SET EXERCISE: Reproduce the following material line for line, with no alterations.

-------- INFORMATION GIVEN --------

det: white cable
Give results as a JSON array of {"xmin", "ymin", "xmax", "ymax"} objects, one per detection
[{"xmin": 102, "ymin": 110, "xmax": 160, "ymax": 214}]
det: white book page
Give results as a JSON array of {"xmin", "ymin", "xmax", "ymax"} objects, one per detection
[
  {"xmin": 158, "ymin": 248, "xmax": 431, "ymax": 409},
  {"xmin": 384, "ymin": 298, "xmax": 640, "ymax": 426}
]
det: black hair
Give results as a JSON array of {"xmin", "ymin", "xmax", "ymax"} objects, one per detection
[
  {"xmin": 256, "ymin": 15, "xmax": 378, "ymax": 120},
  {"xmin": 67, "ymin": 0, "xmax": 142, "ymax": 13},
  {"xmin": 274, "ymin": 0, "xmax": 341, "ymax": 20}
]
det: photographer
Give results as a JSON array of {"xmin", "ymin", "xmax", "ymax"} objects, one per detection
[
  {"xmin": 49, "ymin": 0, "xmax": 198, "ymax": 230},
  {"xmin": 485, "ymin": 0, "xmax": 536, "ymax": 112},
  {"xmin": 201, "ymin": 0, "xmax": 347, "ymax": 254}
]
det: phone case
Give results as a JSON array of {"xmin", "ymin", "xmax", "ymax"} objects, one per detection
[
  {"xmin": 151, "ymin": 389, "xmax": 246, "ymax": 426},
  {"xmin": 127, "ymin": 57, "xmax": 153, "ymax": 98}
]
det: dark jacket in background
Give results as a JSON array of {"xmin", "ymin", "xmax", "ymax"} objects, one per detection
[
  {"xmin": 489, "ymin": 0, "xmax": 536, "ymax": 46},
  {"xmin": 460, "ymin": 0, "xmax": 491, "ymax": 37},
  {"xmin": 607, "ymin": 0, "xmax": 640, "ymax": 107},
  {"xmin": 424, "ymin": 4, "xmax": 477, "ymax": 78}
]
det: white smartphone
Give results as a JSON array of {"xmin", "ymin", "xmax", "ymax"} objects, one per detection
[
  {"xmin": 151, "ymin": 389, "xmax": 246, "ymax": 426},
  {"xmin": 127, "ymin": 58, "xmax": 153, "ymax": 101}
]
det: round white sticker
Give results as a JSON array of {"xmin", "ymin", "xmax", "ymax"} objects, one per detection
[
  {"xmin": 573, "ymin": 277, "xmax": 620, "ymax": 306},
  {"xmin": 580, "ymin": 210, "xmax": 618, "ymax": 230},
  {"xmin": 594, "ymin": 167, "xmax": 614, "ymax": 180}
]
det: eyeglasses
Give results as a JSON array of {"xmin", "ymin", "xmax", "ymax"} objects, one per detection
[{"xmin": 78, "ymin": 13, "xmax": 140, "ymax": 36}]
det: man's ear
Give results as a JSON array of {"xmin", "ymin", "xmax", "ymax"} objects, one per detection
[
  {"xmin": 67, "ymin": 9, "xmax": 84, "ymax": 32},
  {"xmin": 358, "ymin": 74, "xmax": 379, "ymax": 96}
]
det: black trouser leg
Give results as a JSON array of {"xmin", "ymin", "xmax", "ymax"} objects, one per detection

--------

COMPLETED TASK:
det: white cable
Give results as a JSON array of {"xmin", "ymin", "xmax", "ymax"} objects, one per detection
[{"xmin": 102, "ymin": 110, "xmax": 160, "ymax": 214}]
det: white book page
Give results as a JSON array of {"xmin", "ymin", "xmax", "ymax"} objects, one per detection
[
  {"xmin": 158, "ymin": 248, "xmax": 431, "ymax": 409},
  {"xmin": 384, "ymin": 298, "xmax": 640, "ymax": 426}
]
det: black hair
Give results as a JSON array of {"xmin", "ymin", "xmax", "ymax"} objects, one per detection
[
  {"xmin": 256, "ymin": 15, "xmax": 378, "ymax": 120},
  {"xmin": 67, "ymin": 0, "xmax": 142, "ymax": 13},
  {"xmin": 274, "ymin": 0, "xmax": 341, "ymax": 20}
]
det: photographer
Give results as a JSON array of {"xmin", "ymin", "xmax", "ymax"} objects, one per detection
[
  {"xmin": 49, "ymin": 0, "xmax": 198, "ymax": 230},
  {"xmin": 485, "ymin": 0, "xmax": 536, "ymax": 112},
  {"xmin": 201, "ymin": 0, "xmax": 347, "ymax": 254}
]
det: phone case
Give results as a JSON array of {"xmin", "ymin", "xmax", "ymax"} objects, one per detection
[
  {"xmin": 151, "ymin": 389, "xmax": 246, "ymax": 426},
  {"xmin": 127, "ymin": 57, "xmax": 153, "ymax": 98}
]
det: dark jacket in background
Give results as a JSON array of {"xmin", "ymin", "xmax", "ymax"} objects, one per detection
[
  {"xmin": 489, "ymin": 0, "xmax": 536, "ymax": 46},
  {"xmin": 460, "ymin": 0, "xmax": 491, "ymax": 37},
  {"xmin": 607, "ymin": 0, "xmax": 640, "ymax": 107},
  {"xmin": 424, "ymin": 4, "xmax": 477, "ymax": 78}
]
det: white smartphone
Give results as a JSON array of {"xmin", "ymin", "xmax", "ymax"} objects, one per detection
[
  {"xmin": 151, "ymin": 389, "xmax": 246, "ymax": 426},
  {"xmin": 127, "ymin": 58, "xmax": 153, "ymax": 101}
]
det: round white sticker
Give results as a JSON array of {"xmin", "ymin", "xmax", "ymax"} objects, one per detection
[
  {"xmin": 573, "ymin": 277, "xmax": 620, "ymax": 306},
  {"xmin": 580, "ymin": 210, "xmax": 618, "ymax": 230},
  {"xmin": 594, "ymin": 167, "xmax": 614, "ymax": 180}
]
det: eyeglasses
Give results as a JSON array of {"xmin", "ymin", "xmax", "ymax"} objects, one per detection
[{"xmin": 78, "ymin": 13, "xmax": 140, "ymax": 36}]
det: man's ear
Give results as a JSON array of {"xmin", "ymin", "xmax", "ymax"} objects, one per detection
[
  {"xmin": 67, "ymin": 9, "xmax": 84, "ymax": 32},
  {"xmin": 358, "ymin": 74, "xmax": 379, "ymax": 96}
]
det: black trouser leg
Give results as a JSON array of {"xmin", "ymin", "xmax", "ymax"} objects, one per detection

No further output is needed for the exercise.